• _Aim of the exercise_:
Convert the items below, from the first line through the line containing "(1115, 425)", into a Markdown table with two columns, Row and Line. Number each line and leave out blank lines.

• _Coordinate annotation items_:
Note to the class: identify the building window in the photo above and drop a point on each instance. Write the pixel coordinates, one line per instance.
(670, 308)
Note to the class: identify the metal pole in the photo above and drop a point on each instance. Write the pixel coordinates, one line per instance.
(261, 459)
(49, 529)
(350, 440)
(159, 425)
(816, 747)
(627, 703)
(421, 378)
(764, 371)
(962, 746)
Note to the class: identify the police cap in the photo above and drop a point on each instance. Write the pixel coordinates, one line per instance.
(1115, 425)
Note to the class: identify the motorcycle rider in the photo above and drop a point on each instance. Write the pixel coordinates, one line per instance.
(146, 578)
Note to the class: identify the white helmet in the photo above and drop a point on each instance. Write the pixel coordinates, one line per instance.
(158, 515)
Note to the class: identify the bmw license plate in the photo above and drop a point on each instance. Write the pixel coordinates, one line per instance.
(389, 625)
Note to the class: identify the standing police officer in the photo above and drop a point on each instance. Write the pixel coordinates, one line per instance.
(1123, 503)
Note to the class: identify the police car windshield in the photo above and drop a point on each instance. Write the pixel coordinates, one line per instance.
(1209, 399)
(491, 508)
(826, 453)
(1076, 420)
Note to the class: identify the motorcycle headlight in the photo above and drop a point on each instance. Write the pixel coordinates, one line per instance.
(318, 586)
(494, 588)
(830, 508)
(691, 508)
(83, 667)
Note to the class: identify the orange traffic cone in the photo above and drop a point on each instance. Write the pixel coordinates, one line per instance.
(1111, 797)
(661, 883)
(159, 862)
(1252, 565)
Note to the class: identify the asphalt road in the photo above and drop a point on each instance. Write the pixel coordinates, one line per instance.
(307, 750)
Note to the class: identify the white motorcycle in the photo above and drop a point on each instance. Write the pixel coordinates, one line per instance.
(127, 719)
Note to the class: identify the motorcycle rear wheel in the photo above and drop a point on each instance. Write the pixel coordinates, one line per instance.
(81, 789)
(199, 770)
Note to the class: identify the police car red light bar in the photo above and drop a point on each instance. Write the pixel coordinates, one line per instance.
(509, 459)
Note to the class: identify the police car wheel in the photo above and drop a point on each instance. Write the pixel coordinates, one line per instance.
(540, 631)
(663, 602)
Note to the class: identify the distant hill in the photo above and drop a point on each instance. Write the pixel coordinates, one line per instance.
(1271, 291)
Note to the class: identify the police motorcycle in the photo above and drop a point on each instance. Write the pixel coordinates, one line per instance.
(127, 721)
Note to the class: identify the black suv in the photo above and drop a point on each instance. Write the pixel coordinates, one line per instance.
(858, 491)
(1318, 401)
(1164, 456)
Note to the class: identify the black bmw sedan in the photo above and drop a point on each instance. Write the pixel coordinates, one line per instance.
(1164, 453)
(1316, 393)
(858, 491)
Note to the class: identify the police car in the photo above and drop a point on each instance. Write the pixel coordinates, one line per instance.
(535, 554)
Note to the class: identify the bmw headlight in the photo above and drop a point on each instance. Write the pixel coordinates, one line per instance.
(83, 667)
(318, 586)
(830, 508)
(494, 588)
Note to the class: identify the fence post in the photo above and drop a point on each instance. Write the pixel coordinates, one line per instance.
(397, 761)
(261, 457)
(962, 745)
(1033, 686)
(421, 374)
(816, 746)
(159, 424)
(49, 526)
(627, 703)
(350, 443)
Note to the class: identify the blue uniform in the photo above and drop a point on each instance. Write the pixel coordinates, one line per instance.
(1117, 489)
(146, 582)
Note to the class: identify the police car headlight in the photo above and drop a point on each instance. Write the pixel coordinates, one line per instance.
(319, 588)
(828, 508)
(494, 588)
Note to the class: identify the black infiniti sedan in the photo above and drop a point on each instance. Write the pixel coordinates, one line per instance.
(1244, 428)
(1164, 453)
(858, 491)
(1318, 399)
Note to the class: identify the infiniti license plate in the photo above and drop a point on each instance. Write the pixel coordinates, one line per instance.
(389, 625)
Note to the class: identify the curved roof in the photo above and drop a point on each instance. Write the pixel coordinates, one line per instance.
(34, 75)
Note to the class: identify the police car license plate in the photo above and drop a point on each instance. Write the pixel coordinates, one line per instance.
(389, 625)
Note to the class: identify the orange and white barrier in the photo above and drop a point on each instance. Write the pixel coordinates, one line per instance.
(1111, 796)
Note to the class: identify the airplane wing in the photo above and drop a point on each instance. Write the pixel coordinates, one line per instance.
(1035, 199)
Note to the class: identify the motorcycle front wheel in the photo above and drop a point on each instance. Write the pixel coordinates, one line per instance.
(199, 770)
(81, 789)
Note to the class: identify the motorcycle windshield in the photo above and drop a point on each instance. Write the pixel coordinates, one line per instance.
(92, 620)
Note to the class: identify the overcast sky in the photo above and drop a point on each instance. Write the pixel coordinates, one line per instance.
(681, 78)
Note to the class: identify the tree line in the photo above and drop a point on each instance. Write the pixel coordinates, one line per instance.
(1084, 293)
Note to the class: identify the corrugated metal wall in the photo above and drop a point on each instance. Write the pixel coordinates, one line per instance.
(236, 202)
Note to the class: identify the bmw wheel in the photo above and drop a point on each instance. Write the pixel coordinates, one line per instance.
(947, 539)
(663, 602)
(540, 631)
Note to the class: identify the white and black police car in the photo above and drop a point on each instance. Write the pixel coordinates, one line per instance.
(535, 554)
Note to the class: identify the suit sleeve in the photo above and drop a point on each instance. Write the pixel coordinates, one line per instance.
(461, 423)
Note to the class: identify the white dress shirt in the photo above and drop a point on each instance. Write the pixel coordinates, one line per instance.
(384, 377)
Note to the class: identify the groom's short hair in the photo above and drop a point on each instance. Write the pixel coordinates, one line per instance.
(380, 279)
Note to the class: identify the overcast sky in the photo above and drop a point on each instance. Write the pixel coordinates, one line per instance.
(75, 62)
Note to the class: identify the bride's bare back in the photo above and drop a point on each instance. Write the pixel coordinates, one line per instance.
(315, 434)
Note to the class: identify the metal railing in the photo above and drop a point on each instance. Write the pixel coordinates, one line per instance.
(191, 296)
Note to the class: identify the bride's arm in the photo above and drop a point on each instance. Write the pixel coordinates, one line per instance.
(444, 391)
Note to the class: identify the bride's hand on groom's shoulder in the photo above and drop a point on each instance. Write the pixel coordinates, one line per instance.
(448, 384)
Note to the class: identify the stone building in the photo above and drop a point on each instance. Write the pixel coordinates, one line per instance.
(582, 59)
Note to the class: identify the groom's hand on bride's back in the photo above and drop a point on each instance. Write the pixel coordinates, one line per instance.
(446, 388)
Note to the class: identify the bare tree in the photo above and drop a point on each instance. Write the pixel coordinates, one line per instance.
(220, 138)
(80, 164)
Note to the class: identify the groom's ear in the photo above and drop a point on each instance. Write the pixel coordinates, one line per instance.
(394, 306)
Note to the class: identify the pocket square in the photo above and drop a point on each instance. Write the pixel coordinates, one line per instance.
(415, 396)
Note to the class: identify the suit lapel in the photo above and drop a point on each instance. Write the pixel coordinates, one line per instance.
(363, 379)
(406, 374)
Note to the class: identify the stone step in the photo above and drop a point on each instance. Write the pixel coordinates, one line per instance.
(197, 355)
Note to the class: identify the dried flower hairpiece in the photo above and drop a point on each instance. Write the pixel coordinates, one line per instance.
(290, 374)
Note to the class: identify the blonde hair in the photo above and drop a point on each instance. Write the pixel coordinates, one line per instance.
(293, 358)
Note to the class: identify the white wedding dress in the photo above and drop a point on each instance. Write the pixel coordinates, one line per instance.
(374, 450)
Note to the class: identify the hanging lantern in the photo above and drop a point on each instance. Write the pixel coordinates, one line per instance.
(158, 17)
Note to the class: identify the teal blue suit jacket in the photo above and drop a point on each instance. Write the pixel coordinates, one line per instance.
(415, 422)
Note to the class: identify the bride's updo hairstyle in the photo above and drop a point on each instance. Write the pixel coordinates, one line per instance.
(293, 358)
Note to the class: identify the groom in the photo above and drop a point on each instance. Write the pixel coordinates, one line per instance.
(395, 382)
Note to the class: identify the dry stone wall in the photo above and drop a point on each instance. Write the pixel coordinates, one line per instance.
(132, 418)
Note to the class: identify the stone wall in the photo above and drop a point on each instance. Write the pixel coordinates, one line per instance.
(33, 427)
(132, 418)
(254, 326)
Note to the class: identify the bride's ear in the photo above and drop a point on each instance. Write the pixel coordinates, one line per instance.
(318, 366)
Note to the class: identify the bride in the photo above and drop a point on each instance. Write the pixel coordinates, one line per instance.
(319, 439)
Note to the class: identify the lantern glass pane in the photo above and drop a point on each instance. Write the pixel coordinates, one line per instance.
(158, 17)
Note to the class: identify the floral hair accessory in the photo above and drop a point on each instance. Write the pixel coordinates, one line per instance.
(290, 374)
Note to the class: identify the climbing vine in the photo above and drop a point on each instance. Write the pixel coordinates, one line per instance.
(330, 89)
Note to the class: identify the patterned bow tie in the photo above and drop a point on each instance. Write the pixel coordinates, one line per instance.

• _Solution to this task_:
| Row | Line |
|---|---|
| 1 | Note to the class: identify the building window in the photo above and drop a point on each instance. Write the pixel coordinates, one line per instance. |
| 2 | (670, 308) |
| 3 | Note to the class: identify the metal pole in the photo above and drop a point on each instance. Write the pixel coordinates, one line per instance. |
| 4 | (261, 459) |
| 5 | (49, 529) |
| 6 | (350, 440) |
| 7 | (159, 425) |
| 8 | (816, 747) |
| 9 | (627, 703) |
| 10 | (421, 378) |
| 11 | (764, 371) |
| 12 | (962, 746) |
| 13 | Note to the class: identify the police cap in the photo above and drop a point on each instance. Write the pixel coordinates, one line per instance. |
| 14 | (1115, 425) |